Requirement:
Please rewrite the material below as a JSON list of strings, one string per line, with blank lines omitted.

..............................

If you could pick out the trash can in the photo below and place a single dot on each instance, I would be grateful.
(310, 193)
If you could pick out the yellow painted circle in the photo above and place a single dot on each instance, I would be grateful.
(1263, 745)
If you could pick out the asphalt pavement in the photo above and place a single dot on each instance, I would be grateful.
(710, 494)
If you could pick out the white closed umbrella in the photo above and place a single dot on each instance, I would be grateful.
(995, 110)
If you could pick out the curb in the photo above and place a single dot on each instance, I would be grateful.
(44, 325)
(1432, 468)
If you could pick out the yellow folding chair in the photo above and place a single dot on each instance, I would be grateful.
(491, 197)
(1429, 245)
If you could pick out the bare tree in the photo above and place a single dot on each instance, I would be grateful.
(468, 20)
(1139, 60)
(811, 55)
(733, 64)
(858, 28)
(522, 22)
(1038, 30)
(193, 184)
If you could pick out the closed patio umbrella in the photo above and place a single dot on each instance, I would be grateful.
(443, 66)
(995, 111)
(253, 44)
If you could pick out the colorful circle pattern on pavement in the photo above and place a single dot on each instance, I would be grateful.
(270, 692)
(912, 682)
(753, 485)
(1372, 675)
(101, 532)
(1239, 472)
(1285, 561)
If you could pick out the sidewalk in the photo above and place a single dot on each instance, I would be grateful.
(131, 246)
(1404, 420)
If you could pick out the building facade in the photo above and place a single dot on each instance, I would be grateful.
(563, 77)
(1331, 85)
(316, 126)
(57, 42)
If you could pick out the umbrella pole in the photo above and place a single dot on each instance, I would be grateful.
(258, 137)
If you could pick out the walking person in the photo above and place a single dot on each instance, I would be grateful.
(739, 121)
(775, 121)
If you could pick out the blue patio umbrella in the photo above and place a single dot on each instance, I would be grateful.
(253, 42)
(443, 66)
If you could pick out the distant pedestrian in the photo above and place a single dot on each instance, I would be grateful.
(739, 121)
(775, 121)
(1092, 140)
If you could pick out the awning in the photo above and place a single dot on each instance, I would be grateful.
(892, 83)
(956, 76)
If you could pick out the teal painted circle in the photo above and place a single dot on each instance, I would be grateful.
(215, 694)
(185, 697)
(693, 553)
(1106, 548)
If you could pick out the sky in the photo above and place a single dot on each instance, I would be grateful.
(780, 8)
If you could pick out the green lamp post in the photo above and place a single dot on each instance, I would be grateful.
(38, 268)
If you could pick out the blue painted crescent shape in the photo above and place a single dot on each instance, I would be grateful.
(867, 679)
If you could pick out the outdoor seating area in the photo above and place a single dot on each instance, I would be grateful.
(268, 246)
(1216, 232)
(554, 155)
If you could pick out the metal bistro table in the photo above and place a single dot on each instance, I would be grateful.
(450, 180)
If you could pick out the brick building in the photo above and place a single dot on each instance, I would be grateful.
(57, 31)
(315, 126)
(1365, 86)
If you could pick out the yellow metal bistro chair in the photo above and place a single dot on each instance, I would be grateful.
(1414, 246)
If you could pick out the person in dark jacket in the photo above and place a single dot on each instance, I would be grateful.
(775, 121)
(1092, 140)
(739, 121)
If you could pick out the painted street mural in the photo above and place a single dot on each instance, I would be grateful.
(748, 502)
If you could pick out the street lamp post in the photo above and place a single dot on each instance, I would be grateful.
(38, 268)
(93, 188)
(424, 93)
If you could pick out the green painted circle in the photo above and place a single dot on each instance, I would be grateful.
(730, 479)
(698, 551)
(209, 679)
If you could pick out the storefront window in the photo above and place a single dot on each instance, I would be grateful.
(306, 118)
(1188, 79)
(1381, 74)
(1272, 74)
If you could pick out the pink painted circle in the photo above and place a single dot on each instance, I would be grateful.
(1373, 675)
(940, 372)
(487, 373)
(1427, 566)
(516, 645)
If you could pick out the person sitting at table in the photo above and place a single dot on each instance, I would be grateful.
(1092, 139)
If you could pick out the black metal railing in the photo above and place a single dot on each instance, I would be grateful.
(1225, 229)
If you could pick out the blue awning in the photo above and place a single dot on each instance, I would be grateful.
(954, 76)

..............................

Result of the task:
[
  "If you could pick out the trash can in the photo below and place a single dot on each instance, I would be grateful.",
  "(310, 193)",
  "If you could pick out the yellow painted circle in the photo above and place a single dot on each instance, I would be grateful.",
  "(1263, 745)",
  "If you could pick out the asphalt pavement in the photo above and place a single dot on each instance, I would be grateful.",
  "(710, 494)",
  "If you could pick out the white closed umbrella in the photo above and place a single dot on each instance, I would be grateful.",
  "(995, 110)",
  "If you could pick out the curb in the photo above and place a single dot on each instance, I would be grateful.",
  "(44, 325)",
  "(1432, 468)",
  "If you could pick out the yellow folding chair in the photo above and place a single dot on each instance, I would be grateful.",
  "(491, 197)",
  "(1429, 245)",
  "If you could pick out the bare tree in the photo above and place a single dot on each instance, I would be grateful.",
  "(468, 20)",
  "(1139, 60)",
  "(811, 55)",
  "(733, 64)",
  "(858, 28)",
  "(522, 22)",
  "(1038, 30)",
  "(193, 184)",
  "If you could pick out the closed patio umbrella in the photo above and place a single dot on each instance, I would be grateful.",
  "(443, 66)",
  "(995, 111)",
  "(253, 44)",
  "If you could pick out the colorful circle pattern on pavement in the photo above and place a single dot on each instance, I would be grateful.",
  "(270, 692)",
  "(912, 682)",
  "(753, 485)",
  "(1372, 675)",
  "(101, 532)",
  "(1239, 472)",
  "(1285, 561)",
  "If you could pick out the sidewalk in the photo above and place a single dot on each instance, I would be grateful.",
  "(131, 246)",
  "(1404, 420)",
  "If you could pick out the building facade in the photo above and place a single dot on each instance, I would be grateful.",
  "(563, 77)",
  "(1331, 85)",
  "(316, 126)",
  "(57, 42)",
  "If you could pick out the umbrella pole in the photo above and place a single dot on each instance, I would be grateful.",
  "(258, 137)",
  "If you could pick out the walking person in the photo above and place a single dot on each instance, I would be grateful.",
  "(739, 121)",
  "(775, 121)",
  "If you could pick out the blue patio umbrella in the photo above and place a single dot on each instance, I would be grateful.",
  "(253, 42)",
  "(443, 66)",
  "If you could pick out the distant pedestrian in the photo above and place a single dot on each instance, I would be grateful.",
  "(739, 121)",
  "(775, 121)",
  "(1092, 140)",
  "If you could pick out the awning in the photo above and place a single dot on each instance, I would be grateful.",
  "(892, 83)",
  "(956, 76)",
  "If you could pick out the teal painted circle in the photo above and place a single dot on each instance, I would be grateful.",
  "(215, 694)",
  "(185, 697)",
  "(693, 553)",
  "(1106, 548)",
  "If you could pick out the sky in the photo above and place a single dot on each instance, I would be grateful.",
  "(780, 8)",
  "If you could pick out the green lamp post in the photo above and place a single dot on each instance, I would be grateful.",
  "(38, 268)",
  "If you could pick out the blue painted crescent shape in the photo above and place a single dot on each instance, I would be grateful.",
  "(867, 679)",
  "If you could pick out the outdoor seating area in the photo above and place a single dot on each instance, I would be grateful.",
  "(268, 246)",
  "(1216, 232)",
  "(554, 155)",
  "If you could pick out the metal bistro table in the photo above and place a single dot on each instance, I would be grateful.",
  "(450, 180)",
  "If you could pick out the brick building in the photo above and place a single dot on each instance, I would be grateful.",
  "(57, 31)",
  "(315, 126)",
  "(1365, 86)",
  "If you could pick out the yellow metal bistro chair in the photo above and place a single dot on each instance, I would be grateful.",
  "(1414, 246)",
  "If you could pick out the person in dark jacket in the photo above and place a single dot on each instance, I would be grateful.",
  "(775, 121)",
  "(1092, 140)",
  "(739, 121)",
  "If you could pick out the painted street mural in the photo above and place a single dot on each instance, I would be grateful.",
  "(748, 502)",
  "If you could pick out the street lamp post in the photo above and place a single dot on each instance, I would be grateful.",
  "(38, 268)",
  "(93, 188)",
  "(424, 93)",
  "If you could pick out the green painted circle in the photo above and place a single dot on each instance, I would be grateful.",
  "(730, 479)",
  "(698, 551)",
  "(209, 679)",
  "If you could pick out the storefront window in the photo above and place a single dot on each instance, I would be grateful.",
  "(306, 118)",
  "(1188, 79)",
  "(1381, 74)",
  "(1272, 74)",
  "If you could pick out the pink painted circle in the photo above and place a single dot on each instance, I would be grateful.",
  "(1373, 675)",
  "(940, 372)",
  "(487, 373)",
  "(1427, 566)",
  "(516, 645)",
  "If you could pick out the person sitting at table in the photo above and place a single dot on each instance, I would be grateful.",
  "(1092, 139)",
  "If you could pick out the black metal railing in the photo above and place a single dot on each instance, I would be grateful.",
  "(1225, 229)",
  "If you could pick out the blue awning in the photo above and place a single dot on each instance, I would be grateful.",
  "(954, 76)"
]